**Source document**
------------------------------------------------------------

Hakan Forsell; Property, Tenancy and Urban Growth in Stockholm and Berlin,
1860-1920. Historical Urban Studies series. Burlington: Ashgate, 2006. 303
pp. Table of contents, bibliography, index. $99.95
(cloth), ISBN 978-0-7546-5507-7.
Reviewed for H-German by Parker Everett, Department of History, University of Chicago
Hakan Forsell's book admirably tries to bring together middle-class urban
politics, the financing of urban development, and legal attempts to mediate
urban growth. With regard to Berlin, this volume covers terrain similar to
that explored in Christoph Bernhadt's _Bauplatz Gross-Berlin: Wohnungsmärkte,
Terraingewerbe und Kommunalpolitik im Städtetwachstumder Hochindustrialisierung
(1871-1918)_ (1998) and Karl Christian Führer's _Mieter, Hausbesitzer,
Staat und Wohnungsmarkt: Wohnungsmangel und Wohnungszwangswirtschaft in Deutschland
1914-1960_ (1995). Forsell attempts to expand on this previous literature
about Berlin housing with his use of Karl Polanyi's theory of European development
and by comparing Berlin to Stockholm. The study focuses on residential real
estate private property and its centrality to nineteenth-century _Bürgerlichkeit_.

------------------------------------------------------------

**Stated exercise**
Rewrite the book review starting with "Hakan Forsell; Property, Tenancy" and going on through "(cloth), ISBN 978-0-7546-5507-7.", substituting "Routledge" for "Ashgate".

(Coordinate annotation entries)
------------------------------------------------------------

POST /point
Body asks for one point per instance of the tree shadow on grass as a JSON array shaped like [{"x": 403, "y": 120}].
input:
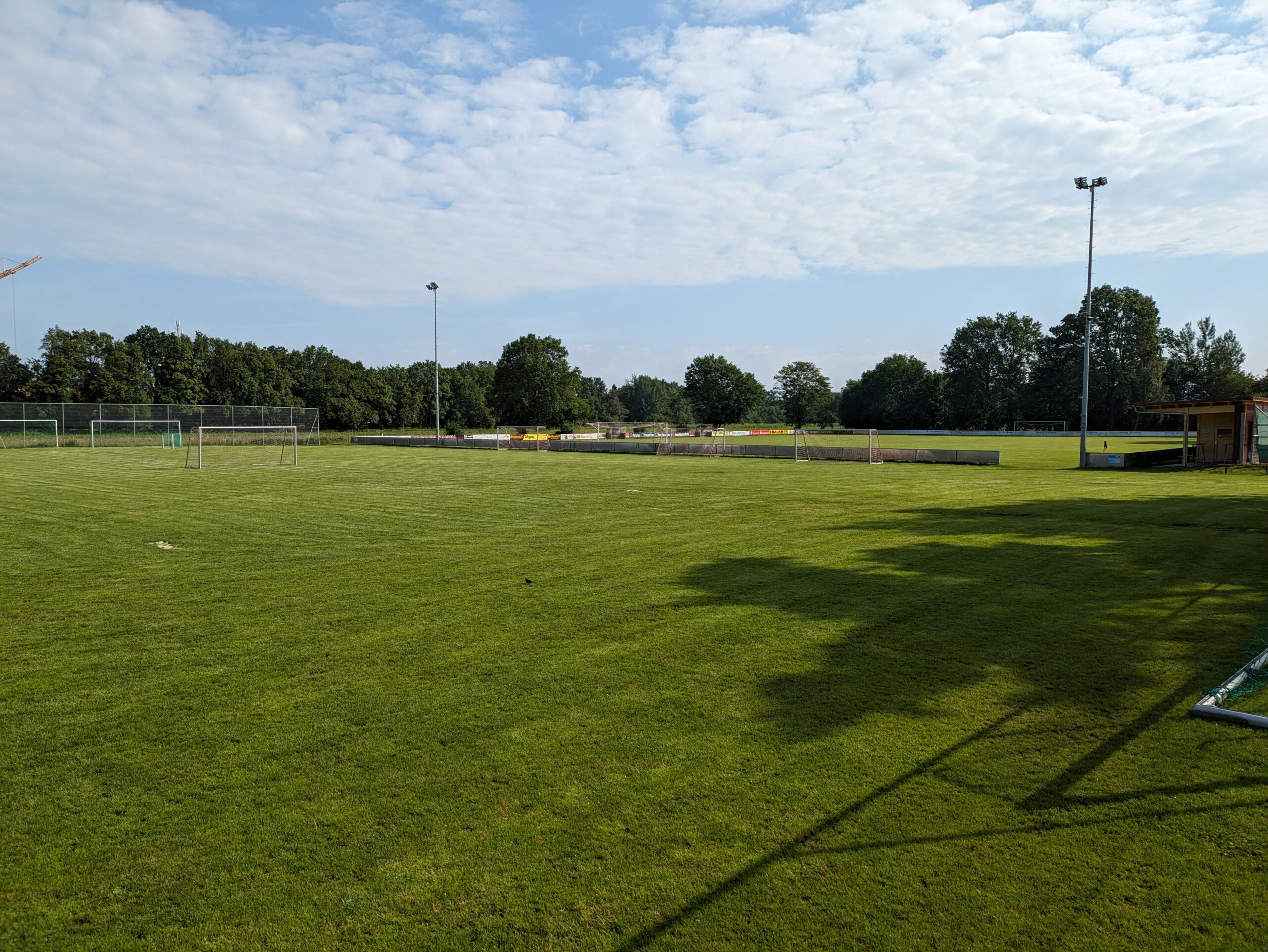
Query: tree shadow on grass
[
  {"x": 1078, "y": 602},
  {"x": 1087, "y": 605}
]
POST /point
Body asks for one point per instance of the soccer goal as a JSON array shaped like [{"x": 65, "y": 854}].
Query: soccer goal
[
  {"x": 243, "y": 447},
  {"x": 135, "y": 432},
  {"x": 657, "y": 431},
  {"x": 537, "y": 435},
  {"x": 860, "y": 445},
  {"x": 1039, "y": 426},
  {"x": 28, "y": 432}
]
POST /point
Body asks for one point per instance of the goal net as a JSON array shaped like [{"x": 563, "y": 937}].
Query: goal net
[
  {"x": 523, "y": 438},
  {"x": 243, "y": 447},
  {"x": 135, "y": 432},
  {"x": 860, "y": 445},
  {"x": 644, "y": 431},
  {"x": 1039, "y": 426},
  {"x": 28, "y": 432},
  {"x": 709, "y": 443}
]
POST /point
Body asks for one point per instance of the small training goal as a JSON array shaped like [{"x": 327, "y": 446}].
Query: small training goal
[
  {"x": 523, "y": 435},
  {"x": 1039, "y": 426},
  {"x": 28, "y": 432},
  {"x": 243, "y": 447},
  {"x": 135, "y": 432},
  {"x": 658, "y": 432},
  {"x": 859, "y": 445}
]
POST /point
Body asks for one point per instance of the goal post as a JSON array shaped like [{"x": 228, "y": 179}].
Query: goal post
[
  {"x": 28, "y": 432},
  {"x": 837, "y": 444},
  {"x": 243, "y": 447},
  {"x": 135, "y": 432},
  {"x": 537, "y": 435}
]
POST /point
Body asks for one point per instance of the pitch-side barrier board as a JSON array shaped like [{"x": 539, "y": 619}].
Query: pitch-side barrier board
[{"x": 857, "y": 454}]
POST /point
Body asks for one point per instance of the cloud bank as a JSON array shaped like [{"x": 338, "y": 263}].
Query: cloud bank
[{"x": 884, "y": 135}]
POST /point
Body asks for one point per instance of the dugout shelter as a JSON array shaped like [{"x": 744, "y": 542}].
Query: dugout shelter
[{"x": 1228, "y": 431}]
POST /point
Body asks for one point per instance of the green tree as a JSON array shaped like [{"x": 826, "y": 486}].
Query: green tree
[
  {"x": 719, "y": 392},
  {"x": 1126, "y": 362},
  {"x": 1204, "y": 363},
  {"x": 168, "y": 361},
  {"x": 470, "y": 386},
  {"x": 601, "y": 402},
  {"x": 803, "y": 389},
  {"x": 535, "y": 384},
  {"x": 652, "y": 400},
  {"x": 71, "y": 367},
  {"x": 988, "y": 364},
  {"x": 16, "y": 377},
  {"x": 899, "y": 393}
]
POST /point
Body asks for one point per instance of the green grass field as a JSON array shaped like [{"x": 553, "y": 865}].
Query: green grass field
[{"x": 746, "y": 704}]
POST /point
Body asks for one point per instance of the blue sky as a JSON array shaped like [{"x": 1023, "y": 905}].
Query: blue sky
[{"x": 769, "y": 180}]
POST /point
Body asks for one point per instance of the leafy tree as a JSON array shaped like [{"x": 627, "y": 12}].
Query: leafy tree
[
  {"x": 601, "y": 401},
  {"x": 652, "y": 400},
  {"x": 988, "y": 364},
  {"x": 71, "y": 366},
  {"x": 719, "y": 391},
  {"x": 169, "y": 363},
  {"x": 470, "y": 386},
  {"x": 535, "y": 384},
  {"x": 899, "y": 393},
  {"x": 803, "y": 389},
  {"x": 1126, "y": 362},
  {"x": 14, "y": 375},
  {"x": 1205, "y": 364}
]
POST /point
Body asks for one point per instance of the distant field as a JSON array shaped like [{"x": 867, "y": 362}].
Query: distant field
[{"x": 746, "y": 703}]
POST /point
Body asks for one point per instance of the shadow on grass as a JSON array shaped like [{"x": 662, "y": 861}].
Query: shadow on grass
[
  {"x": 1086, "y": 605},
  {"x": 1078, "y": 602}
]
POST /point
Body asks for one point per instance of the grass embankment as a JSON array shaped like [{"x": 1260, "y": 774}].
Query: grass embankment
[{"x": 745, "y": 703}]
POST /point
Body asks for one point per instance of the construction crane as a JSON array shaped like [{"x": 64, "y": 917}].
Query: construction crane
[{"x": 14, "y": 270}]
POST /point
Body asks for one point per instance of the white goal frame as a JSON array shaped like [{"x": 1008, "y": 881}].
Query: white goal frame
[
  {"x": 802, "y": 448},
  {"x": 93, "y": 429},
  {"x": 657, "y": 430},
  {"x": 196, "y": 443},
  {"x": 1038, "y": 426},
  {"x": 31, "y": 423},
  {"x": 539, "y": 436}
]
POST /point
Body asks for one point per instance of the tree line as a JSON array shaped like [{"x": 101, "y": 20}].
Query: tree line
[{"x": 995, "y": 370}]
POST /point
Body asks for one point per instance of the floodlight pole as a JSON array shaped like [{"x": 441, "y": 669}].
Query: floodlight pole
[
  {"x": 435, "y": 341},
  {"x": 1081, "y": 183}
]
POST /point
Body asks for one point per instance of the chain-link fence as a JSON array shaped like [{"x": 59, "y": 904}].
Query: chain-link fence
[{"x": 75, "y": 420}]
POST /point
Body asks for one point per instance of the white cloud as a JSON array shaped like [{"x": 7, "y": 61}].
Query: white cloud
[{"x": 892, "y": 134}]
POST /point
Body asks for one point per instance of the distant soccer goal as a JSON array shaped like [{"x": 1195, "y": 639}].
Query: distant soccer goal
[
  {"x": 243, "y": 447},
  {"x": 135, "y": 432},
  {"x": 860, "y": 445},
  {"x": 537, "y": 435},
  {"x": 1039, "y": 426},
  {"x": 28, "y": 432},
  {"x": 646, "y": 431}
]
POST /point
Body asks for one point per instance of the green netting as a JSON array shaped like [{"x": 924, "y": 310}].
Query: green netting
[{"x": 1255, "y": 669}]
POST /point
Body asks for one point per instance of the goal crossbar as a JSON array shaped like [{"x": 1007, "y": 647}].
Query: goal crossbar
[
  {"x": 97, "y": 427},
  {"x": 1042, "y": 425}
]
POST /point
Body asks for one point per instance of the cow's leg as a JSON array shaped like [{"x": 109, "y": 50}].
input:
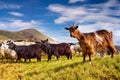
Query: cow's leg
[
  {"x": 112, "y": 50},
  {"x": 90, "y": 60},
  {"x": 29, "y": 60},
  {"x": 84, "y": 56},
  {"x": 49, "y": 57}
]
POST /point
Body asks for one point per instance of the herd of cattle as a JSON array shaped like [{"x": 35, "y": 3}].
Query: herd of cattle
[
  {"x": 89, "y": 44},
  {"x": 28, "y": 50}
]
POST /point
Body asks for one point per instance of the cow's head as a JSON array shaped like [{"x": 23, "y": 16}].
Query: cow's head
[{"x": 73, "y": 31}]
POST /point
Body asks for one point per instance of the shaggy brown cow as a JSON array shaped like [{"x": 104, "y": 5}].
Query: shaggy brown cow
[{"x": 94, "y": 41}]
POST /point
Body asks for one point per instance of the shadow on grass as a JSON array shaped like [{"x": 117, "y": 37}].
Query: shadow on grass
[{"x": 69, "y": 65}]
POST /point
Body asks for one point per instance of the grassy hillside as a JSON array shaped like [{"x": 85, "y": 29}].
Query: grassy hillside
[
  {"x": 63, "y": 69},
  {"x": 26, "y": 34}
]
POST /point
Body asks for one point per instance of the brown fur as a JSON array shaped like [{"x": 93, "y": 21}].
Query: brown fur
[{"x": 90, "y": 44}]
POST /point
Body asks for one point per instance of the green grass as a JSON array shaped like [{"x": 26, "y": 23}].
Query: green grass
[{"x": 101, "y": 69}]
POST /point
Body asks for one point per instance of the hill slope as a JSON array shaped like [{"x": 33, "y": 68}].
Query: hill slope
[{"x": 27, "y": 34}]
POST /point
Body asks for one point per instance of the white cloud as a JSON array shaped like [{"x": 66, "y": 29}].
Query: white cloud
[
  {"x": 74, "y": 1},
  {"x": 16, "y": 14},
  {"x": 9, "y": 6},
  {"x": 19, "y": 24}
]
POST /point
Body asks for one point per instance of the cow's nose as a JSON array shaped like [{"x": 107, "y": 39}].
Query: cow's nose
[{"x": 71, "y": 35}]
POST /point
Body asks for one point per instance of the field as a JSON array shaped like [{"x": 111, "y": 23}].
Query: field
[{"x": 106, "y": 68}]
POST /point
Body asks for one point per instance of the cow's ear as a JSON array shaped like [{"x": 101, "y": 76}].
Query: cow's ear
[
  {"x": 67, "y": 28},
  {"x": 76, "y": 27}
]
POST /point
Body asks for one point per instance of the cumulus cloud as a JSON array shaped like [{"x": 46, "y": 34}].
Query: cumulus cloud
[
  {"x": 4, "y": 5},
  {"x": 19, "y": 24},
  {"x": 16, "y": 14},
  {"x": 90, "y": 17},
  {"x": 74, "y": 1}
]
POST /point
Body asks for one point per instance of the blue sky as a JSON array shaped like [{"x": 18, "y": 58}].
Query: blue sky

------------------------------------------------------------

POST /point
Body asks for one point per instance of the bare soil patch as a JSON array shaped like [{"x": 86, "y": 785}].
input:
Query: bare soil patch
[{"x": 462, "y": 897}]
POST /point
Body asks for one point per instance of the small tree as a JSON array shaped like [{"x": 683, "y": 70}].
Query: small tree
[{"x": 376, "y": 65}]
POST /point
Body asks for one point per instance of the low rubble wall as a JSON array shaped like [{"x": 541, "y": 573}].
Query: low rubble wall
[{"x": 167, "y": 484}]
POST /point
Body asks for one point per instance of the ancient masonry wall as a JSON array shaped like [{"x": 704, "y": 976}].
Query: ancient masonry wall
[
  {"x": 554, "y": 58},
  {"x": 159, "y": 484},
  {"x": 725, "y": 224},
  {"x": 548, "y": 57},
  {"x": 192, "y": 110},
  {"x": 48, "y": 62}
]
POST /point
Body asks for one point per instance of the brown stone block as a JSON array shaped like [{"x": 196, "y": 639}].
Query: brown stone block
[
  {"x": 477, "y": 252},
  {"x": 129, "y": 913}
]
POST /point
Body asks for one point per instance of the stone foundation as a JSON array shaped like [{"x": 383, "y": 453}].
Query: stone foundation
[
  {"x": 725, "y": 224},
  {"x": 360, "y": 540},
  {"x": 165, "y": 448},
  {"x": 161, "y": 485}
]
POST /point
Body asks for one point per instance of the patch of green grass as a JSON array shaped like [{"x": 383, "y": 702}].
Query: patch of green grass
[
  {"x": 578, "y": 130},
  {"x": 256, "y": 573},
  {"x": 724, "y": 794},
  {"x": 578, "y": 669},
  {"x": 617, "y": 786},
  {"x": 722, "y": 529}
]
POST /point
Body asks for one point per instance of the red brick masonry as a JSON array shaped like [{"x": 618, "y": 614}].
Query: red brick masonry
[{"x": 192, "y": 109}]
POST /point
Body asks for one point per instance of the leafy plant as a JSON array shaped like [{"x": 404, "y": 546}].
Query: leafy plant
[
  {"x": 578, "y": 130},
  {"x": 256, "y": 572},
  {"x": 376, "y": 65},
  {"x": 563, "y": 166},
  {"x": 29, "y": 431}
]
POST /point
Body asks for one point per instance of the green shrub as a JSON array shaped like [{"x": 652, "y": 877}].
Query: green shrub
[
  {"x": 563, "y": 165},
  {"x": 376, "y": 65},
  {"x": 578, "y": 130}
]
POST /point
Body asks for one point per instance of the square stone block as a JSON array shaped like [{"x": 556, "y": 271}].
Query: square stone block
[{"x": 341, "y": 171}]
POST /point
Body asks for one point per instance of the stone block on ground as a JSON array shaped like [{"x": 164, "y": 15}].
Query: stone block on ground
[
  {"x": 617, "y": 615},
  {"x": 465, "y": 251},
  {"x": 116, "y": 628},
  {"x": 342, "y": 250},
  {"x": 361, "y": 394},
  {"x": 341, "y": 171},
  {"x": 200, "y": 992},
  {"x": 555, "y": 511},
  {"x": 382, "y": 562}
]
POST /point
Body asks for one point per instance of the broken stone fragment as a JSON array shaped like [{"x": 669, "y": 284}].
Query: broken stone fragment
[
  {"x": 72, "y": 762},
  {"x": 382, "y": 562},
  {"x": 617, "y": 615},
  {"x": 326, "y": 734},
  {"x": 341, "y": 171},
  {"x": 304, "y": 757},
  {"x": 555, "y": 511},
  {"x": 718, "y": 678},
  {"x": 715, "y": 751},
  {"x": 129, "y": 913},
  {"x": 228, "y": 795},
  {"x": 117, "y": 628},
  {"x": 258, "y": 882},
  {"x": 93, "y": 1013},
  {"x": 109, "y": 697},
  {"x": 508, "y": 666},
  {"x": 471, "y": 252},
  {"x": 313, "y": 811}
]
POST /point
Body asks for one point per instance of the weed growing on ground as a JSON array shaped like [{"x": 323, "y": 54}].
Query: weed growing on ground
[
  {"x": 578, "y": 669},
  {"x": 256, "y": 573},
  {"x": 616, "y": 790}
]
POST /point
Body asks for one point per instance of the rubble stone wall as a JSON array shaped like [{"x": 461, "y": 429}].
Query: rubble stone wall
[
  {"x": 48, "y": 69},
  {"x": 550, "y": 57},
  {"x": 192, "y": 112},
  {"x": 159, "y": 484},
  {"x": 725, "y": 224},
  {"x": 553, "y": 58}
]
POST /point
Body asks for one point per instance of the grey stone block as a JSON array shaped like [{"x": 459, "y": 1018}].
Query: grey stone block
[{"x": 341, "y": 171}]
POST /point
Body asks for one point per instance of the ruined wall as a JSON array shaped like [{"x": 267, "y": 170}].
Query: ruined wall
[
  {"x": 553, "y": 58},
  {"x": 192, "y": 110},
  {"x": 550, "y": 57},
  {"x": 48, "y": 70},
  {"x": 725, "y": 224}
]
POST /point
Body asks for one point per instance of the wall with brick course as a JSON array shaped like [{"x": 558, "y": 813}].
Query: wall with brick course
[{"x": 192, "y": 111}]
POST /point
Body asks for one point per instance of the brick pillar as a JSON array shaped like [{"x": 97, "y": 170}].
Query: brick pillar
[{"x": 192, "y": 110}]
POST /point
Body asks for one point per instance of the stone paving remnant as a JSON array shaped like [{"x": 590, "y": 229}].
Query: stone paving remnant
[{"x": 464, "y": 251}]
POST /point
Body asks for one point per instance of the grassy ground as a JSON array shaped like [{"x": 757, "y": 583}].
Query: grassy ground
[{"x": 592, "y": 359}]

------------------------------------------------------------

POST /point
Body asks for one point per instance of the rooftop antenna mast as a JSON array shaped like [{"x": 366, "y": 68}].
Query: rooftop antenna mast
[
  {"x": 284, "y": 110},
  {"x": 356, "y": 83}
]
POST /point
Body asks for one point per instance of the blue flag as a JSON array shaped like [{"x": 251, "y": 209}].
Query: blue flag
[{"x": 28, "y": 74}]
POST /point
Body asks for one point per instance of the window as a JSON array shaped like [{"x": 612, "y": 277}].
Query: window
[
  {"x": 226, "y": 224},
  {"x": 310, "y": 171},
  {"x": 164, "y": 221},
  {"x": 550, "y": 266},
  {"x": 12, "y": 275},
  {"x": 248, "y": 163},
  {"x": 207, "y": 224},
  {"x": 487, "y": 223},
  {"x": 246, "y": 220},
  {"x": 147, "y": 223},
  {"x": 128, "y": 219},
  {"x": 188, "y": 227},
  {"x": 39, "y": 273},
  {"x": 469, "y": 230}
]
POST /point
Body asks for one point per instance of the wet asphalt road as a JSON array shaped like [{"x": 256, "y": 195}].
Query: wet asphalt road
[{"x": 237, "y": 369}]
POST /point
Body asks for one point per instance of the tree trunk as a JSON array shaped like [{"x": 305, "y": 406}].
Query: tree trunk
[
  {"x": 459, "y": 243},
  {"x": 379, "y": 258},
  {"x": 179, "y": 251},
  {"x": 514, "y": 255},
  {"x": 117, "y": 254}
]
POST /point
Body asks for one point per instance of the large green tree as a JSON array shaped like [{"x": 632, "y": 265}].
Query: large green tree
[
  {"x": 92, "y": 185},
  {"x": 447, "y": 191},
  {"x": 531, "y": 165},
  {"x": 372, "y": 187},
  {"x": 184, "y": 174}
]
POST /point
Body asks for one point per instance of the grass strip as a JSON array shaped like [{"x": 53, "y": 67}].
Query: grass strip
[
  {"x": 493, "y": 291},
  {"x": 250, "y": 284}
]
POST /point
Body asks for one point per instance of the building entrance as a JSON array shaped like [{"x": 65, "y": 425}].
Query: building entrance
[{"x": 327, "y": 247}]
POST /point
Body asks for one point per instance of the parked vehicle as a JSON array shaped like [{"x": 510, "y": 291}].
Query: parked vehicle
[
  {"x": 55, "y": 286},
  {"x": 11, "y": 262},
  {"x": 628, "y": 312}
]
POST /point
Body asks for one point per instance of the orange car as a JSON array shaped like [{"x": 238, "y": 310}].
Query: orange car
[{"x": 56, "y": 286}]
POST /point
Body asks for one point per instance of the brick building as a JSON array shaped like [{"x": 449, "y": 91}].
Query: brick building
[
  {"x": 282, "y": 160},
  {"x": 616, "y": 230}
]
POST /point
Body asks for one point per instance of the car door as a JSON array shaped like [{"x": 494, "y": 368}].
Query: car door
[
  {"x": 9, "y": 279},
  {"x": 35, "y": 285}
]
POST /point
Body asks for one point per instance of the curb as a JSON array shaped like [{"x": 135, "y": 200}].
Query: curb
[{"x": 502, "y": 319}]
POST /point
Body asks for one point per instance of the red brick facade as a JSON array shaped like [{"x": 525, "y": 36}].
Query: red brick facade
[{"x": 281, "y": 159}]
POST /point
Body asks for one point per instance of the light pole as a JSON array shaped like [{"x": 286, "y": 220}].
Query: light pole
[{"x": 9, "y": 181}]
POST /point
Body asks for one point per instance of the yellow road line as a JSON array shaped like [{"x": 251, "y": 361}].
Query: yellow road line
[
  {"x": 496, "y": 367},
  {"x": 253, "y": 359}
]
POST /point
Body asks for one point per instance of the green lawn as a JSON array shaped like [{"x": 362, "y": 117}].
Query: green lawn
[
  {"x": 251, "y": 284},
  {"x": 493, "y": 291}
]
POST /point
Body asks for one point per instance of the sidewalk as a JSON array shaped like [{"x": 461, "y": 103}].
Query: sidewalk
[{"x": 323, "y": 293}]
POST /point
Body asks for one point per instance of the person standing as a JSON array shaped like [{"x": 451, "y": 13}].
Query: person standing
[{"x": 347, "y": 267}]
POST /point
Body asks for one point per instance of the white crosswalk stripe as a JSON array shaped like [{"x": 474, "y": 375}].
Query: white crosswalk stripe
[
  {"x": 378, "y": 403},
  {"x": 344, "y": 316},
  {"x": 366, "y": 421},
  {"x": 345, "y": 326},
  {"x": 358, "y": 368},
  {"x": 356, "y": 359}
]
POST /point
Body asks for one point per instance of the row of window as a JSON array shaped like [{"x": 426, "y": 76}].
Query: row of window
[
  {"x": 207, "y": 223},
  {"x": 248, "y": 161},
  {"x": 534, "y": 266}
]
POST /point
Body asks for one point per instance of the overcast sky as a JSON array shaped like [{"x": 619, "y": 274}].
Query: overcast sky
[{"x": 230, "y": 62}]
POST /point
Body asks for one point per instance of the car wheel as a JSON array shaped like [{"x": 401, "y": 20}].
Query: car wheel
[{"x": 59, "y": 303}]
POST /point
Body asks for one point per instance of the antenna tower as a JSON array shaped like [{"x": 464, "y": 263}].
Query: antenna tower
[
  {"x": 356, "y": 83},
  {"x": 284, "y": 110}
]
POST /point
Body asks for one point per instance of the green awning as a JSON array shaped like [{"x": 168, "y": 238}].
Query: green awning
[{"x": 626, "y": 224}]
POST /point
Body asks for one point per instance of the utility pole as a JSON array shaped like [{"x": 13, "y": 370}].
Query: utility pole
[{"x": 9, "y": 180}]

------------------------------------------------------------

**Result of the exercise**
Hakan Forsell; Property, Tenancy and Urban Growth in Stockholm and Berlin,
1860-1920. Historical Urban Studies series. Burlington: Routledge, 2006. 303
pp. Table of contents, bibliography, index. $99.95
(cloth), ISBN 978-0-7546-5507-7.